## Given text

If applicant does not traverse the examiner’s assertion of
 official notice or applicant’s traverse is not adequate, the examiner should
 clearly indicate in the next Office action that the common knowledge or well-known
 in the art statement is taken to be admitted prior art because applicant either
 failed to traverse the examiner’s assertion of official notice or that the
 traverse was inadequate. If the traverse was inadequate, the examiner should
 include an explanation as to why it was inadequate. 
 

***D.******Determine Whether the Next Office Action Should Be Made
 Final***If the examiner adds a reference in the next Office action after
 applicant’s rebuttal, and the newly added reference is added only as directly
 corresponding evidence to support the prior common knowledge finding, and it does
 not result in a new issue or constitute a new ground of rejection, the Office
 action may be made final. If no amendments are made to the claims, the examiner
 must not rely on any other teachings in the reference if the rejection is made
 final. If the newly cited reference is added for reasons other than to support the
 prior common knowledge statement or a new ground of rejection is introduced by the
 examiner that is not necessitated by applicant’s amendment of the claims, the
 rejection may not be made final. See **[MPEP § 706.07(a)](s706.html#d0e68889)**.

## Records
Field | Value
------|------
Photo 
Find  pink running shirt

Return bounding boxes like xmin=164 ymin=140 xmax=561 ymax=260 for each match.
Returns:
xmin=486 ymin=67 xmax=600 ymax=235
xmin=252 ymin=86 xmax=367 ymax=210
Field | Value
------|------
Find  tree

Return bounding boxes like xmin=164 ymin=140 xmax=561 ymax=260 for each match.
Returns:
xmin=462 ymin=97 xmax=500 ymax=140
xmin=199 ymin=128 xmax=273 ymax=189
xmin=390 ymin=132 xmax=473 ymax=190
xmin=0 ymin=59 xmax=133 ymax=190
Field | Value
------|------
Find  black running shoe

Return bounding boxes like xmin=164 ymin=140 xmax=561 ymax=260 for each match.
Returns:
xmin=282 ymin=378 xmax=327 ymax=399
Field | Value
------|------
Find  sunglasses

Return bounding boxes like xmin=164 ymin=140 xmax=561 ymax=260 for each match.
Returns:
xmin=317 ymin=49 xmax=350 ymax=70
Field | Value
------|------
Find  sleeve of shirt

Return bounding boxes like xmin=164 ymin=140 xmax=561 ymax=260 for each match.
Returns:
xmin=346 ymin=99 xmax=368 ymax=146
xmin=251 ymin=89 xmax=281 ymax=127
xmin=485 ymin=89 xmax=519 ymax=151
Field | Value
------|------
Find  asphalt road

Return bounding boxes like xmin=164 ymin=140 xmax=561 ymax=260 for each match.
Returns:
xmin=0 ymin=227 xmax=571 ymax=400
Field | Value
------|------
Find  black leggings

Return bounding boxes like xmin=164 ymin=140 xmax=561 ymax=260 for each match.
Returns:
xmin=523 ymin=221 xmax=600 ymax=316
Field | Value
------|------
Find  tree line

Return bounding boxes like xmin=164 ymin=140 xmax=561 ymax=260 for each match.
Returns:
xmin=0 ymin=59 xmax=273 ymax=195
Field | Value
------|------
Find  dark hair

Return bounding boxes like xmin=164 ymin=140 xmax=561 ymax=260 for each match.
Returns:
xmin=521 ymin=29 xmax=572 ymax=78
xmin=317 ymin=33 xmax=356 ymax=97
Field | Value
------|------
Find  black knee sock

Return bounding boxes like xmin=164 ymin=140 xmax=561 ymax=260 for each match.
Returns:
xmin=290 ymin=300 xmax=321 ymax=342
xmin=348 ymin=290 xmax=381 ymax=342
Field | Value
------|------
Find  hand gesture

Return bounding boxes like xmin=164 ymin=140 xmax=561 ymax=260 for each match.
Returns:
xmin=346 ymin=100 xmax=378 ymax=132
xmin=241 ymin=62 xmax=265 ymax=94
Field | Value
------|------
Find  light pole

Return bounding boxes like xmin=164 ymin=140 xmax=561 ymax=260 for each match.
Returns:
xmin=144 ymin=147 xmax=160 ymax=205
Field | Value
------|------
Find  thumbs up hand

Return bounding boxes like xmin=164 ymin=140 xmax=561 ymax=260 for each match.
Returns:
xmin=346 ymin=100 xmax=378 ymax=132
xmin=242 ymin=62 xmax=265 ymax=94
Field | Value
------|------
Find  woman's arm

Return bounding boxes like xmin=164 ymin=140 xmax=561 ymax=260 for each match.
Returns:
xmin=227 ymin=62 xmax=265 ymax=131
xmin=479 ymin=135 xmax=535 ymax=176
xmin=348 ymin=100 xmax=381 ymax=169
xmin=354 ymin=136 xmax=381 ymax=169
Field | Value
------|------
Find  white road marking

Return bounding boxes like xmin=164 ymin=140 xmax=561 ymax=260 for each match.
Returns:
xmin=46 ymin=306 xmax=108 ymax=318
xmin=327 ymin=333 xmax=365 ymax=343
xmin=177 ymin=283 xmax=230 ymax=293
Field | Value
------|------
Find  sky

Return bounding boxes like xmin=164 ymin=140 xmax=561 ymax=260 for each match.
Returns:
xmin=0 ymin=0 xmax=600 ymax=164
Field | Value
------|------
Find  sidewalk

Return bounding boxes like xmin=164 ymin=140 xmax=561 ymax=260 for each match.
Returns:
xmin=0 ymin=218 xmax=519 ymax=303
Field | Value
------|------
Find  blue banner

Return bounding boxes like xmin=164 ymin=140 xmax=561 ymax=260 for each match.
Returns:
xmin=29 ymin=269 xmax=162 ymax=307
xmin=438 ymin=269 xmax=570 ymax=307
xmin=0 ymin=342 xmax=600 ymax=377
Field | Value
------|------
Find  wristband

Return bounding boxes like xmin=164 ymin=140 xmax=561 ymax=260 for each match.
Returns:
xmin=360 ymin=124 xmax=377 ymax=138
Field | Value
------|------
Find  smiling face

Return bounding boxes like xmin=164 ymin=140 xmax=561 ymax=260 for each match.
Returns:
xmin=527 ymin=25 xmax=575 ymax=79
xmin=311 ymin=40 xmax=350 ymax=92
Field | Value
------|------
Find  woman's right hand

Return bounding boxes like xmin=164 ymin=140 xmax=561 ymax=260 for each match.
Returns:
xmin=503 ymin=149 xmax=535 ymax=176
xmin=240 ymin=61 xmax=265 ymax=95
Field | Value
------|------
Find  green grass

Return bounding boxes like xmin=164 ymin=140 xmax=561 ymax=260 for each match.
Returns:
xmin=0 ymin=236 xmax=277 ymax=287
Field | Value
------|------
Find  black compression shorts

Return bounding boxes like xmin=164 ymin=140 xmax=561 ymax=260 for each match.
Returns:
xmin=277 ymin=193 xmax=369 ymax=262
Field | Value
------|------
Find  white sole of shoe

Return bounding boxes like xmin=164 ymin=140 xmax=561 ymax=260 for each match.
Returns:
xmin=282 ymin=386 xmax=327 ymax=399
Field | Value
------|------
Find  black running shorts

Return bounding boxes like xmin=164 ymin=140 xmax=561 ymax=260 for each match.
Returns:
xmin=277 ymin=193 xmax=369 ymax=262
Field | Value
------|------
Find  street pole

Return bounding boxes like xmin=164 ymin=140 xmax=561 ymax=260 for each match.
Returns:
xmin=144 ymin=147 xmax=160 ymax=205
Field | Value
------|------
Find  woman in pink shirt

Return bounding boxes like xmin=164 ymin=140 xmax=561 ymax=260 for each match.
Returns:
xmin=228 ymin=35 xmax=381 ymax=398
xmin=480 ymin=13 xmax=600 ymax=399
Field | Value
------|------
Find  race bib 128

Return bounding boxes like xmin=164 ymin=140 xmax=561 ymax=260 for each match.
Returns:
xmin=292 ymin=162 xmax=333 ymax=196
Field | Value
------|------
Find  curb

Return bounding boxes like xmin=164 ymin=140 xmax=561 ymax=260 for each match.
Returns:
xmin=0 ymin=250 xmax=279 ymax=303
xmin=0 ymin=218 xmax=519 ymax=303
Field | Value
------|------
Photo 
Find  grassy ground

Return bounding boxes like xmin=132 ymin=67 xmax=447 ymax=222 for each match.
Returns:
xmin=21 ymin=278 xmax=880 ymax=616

--

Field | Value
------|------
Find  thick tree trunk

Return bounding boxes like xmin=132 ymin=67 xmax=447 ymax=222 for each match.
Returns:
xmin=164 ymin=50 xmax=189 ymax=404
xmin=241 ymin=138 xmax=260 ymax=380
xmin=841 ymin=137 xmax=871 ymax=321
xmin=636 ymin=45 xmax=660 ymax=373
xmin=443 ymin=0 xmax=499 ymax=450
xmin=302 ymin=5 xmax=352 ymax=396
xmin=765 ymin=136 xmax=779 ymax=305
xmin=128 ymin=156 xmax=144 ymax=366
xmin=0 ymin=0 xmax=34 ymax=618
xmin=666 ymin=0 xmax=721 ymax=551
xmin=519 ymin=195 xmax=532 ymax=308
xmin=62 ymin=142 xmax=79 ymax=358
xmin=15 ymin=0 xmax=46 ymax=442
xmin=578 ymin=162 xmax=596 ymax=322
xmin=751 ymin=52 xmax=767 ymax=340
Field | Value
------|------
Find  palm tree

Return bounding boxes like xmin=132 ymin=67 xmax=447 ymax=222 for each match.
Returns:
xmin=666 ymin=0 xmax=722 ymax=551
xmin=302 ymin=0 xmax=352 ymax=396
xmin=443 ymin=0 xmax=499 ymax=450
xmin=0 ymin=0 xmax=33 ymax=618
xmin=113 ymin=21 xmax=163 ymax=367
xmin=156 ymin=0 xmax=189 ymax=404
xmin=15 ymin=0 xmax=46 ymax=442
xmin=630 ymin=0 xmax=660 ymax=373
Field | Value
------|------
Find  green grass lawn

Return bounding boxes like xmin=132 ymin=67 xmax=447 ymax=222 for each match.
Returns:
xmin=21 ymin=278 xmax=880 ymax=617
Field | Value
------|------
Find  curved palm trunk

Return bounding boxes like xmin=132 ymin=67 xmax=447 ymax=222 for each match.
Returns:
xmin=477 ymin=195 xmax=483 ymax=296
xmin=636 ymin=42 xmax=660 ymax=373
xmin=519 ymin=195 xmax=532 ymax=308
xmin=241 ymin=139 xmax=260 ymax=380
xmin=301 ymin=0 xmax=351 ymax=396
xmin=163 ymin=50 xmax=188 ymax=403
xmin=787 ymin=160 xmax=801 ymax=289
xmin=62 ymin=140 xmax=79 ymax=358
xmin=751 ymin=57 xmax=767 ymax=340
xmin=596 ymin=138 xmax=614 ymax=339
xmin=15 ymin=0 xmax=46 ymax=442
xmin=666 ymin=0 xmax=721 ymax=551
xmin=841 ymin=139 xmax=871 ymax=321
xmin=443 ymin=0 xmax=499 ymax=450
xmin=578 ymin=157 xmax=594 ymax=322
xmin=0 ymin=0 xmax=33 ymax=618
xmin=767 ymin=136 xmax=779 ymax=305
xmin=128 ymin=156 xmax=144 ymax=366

* * *

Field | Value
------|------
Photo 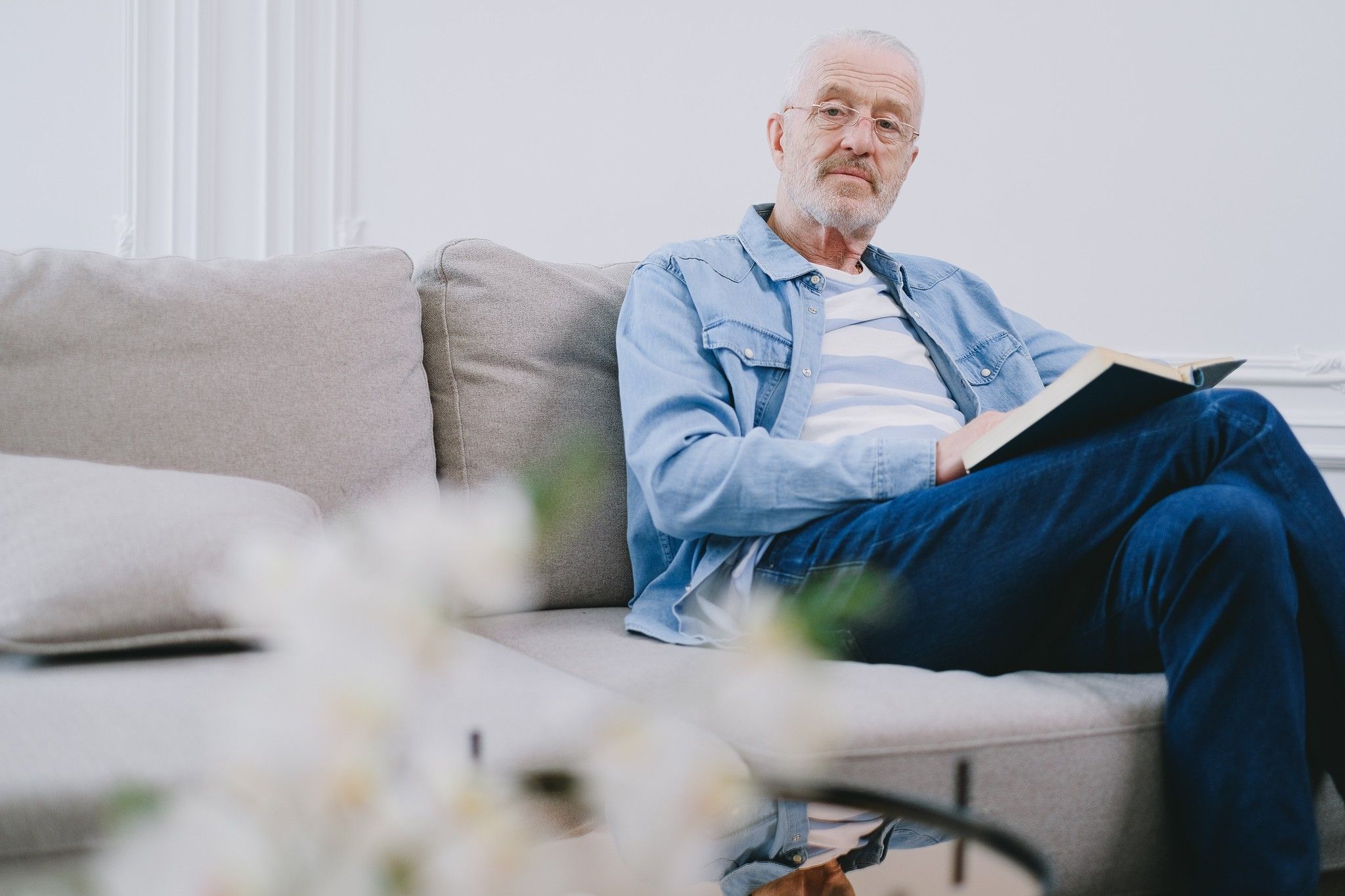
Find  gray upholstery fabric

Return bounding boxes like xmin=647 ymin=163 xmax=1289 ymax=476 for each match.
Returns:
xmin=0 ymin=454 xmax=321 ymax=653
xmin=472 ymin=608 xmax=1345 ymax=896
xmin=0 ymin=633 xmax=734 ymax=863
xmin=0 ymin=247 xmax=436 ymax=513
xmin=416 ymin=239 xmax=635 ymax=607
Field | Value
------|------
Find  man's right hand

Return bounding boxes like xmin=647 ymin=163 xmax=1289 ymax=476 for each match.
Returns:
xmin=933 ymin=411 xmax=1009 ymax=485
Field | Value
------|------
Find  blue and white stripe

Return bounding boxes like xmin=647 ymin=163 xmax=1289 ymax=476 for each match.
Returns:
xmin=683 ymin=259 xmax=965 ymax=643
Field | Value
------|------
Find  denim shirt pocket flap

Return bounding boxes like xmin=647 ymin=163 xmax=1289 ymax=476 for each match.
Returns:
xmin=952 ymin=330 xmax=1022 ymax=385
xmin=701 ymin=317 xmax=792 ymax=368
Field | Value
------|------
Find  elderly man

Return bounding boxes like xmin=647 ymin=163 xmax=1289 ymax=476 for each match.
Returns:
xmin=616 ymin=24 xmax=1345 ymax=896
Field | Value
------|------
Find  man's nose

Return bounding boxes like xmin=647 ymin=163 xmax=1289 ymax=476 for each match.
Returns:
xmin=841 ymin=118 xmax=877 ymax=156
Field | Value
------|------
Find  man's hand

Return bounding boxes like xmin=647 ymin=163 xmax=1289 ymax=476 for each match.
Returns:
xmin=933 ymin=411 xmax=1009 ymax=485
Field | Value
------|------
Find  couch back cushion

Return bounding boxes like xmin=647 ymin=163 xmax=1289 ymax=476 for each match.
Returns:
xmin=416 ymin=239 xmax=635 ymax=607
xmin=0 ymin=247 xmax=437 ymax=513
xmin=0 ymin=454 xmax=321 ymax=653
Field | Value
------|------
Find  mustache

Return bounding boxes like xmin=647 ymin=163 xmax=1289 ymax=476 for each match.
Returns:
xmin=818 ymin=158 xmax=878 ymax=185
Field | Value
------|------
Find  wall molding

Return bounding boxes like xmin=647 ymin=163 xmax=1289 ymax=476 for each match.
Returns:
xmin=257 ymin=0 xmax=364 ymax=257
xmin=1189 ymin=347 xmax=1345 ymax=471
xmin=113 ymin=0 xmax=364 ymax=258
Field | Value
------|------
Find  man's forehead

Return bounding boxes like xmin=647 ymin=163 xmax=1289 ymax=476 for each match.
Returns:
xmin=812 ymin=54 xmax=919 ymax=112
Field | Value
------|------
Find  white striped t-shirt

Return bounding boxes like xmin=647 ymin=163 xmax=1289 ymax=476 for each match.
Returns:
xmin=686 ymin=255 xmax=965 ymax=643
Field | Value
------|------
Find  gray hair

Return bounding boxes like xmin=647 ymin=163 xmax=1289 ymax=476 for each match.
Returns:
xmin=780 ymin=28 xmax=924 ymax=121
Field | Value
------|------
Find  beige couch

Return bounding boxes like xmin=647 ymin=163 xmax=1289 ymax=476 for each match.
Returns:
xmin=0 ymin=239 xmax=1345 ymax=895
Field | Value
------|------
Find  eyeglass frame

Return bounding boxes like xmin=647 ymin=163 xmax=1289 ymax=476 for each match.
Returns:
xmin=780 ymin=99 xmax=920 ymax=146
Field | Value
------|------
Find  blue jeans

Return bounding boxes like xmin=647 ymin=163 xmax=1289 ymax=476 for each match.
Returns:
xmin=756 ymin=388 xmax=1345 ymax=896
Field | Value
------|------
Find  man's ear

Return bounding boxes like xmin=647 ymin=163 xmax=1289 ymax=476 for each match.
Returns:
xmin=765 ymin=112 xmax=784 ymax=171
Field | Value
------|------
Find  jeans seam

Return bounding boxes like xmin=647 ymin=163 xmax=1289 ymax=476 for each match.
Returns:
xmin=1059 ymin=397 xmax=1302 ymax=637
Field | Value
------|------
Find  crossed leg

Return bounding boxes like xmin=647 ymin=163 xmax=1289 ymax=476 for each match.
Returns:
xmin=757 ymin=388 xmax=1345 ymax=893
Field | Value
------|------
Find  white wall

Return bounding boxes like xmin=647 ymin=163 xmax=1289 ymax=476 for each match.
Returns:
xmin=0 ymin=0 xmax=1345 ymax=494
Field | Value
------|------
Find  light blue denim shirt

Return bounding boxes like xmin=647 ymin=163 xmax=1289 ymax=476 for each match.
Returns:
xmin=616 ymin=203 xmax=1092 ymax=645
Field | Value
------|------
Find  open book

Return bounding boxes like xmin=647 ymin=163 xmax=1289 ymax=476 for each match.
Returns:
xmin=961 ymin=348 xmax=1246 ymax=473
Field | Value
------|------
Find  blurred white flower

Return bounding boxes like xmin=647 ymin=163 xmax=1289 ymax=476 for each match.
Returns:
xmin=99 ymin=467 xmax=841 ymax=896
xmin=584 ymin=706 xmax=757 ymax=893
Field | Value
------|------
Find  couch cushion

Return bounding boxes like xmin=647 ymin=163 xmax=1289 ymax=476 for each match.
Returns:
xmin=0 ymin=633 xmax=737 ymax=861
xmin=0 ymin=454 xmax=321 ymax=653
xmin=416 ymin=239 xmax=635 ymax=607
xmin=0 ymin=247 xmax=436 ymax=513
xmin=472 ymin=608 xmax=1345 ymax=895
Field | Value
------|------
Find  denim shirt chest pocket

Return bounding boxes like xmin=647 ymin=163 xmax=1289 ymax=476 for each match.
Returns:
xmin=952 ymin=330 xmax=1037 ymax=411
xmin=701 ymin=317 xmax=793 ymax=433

## Task brief
Continue the patent examination guidance on official notice, picking up right after its final sentence.

## Response to this task
***E.******Summary***Any rejection based on assertions that a fact is well-known or is
 common knowledge in the art without documentary evidence to support the examiner’s
 conclusion should be judiciously applied. Furthermore, as noted by the court in
 *Ahlert,* any facts so noticed should be of notorious
 character and serve only to "fill in the gaps" in an insubstantial manner which
 might exist in the evidentiary showing made by the examiner to support a
 particular ground for rejection. It is never appropriate to rely solely on common
 knowledge in the art without evidentiary support in the record as the principal
 evidence upon which a rejection was based. See *Zurko,* 258 F.3d
 at 1386, 59 USPQ2d at 1697; *Ahlert,* 424 F.2d at 1092, 165 USPQ
 421.
 




# 2144.04 Legal Precedent as Source of Supporting Rationale [R-10.2019]


As discussed in **[MPEP § 2144](s2144.html#d0e210576)**, if the facts in a prior
 legal decision are sufficiently similar to those in an application under examination,
 the examiner may use the rationale used by the court. Examples directed to various
 common practices which the court has held normally require only ordinary skill in the
 art and hence are considered routine expedients are discussed below. If the applicant
 has demonstrated the criticality of a specific limitation, it would not be appropriate
 to rely solely on case law as the rationale to support an obviousness rejection.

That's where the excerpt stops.